* **AIM**:
Answer these questions about the subtitle thread below:
1. Which three language values does the first post say were tried?
2. What does dirkf suggest comparing?
3. According to the last comment, which sttl type replaces the others?

* **EXTRACT TO READ**:
I tries en. / en.* / en*, but none of them worked... my command is python -m youtube_dl --cookies ../www.youtube.com_cookies.txt --write-sub --write-auto-sub --sub-lang "en." -o "../videos/%(title)s.%(ext)s" --verbose --skip-download --convert-subs srt "https://www.youtube.com/watch?v=xbttvPugCoI" , and the error message is WARNING: en. subtitles not available for xbttvPugCoI

dirkf commented 1 year ago

What is suggested for yt-dlp may (will) not work with yt-dl: compare the man pages for the sttl options.

xwcq commented 1 year ago

What is suggested for yt-dlp may (will) not work with yt-dl: compare the man pages for the sttl options.

dlp works! Thanks :)

dirkf commented 1 year ago

The extractor sees all the three sttl types in the order shown by OP. The last one seen replaces the others.

* **GIVEN MATERIAL**:
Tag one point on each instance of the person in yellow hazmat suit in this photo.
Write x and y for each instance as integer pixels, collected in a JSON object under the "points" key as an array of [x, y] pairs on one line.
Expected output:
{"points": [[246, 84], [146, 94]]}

* **EXERCISE SOLUTION**:
1. en., en.*, and en*
2. The man pages for the sttl options
3. The last one seen